Show every row below that holds the string "tote". Case counts.
# START OF Data in this exercise
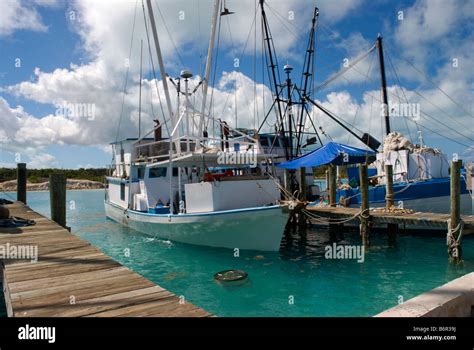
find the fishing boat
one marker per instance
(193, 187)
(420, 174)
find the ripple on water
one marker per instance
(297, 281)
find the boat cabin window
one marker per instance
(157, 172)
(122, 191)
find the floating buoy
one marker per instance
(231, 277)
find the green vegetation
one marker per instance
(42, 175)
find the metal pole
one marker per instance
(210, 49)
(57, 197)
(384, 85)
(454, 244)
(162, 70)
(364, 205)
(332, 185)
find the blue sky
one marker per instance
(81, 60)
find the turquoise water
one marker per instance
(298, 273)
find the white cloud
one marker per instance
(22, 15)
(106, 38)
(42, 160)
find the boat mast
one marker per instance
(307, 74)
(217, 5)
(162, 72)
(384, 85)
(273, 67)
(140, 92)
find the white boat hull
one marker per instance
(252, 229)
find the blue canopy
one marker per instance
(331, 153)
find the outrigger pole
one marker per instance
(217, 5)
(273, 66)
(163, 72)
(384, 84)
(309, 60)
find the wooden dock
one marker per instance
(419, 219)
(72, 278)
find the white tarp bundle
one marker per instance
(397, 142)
# END OF Data in this exercise
# START OF Data in this exercise
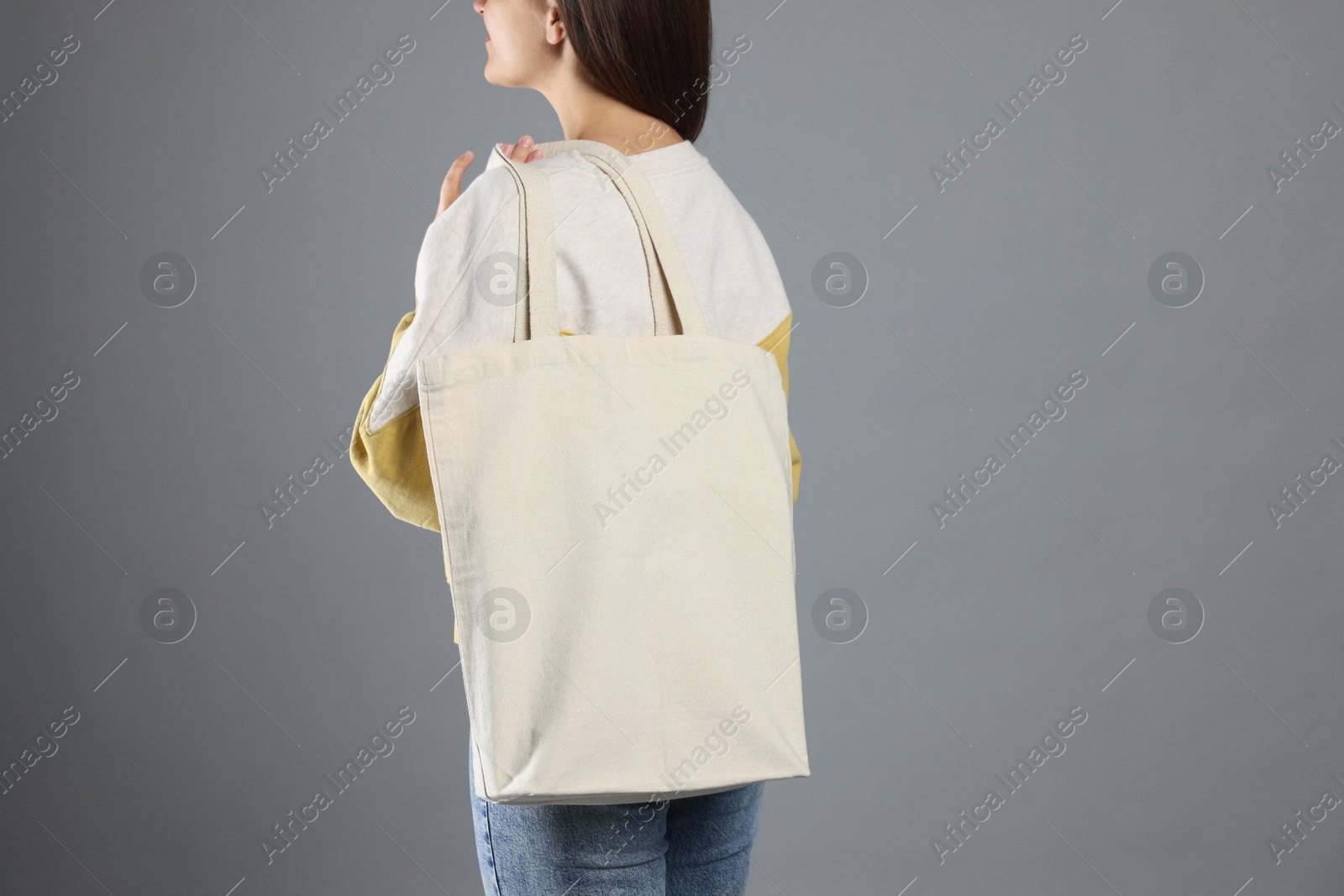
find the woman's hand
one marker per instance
# END OF Data in this exercise
# START OF Data in this exercise
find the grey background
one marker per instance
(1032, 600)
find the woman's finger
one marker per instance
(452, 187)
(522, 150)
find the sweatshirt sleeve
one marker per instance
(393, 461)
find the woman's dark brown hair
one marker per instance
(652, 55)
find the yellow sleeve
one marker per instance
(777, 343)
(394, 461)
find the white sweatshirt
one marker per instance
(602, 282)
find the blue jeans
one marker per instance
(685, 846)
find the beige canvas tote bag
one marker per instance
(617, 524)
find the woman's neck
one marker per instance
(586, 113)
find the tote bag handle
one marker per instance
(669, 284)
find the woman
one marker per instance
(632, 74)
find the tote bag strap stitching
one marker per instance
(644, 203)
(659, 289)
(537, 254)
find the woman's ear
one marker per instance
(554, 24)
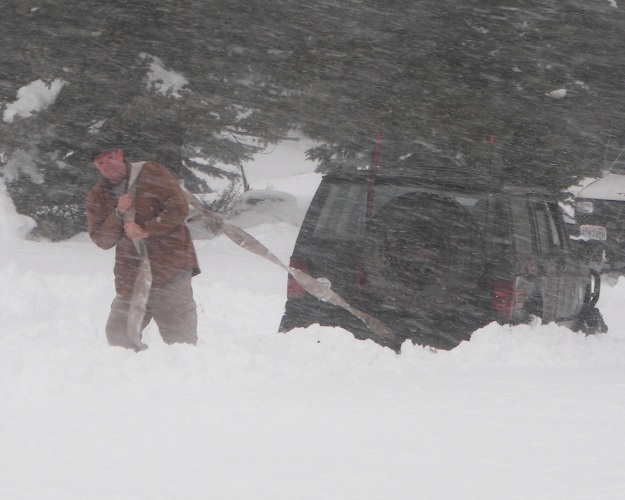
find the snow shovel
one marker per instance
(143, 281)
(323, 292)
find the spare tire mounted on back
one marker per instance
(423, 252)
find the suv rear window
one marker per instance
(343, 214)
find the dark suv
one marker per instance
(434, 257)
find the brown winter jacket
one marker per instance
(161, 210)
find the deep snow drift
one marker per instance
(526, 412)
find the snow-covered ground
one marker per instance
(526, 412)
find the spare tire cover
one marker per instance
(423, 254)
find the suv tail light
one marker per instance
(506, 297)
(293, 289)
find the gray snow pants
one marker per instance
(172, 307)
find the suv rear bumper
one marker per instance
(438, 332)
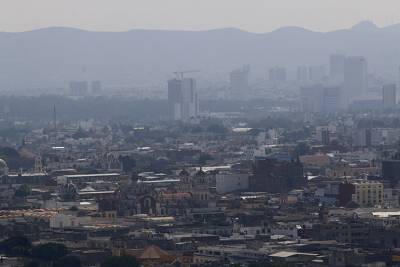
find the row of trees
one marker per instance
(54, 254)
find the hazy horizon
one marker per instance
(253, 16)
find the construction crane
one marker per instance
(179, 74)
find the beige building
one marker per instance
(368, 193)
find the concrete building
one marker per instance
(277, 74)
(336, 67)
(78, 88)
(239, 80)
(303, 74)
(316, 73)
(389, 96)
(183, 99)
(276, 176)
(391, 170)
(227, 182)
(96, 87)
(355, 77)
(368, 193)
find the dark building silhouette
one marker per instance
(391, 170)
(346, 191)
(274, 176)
# END OF Data in this exercise
Reply>
find the beige canvas tote bag
find the tote bag handle
find the tote bag strap stitching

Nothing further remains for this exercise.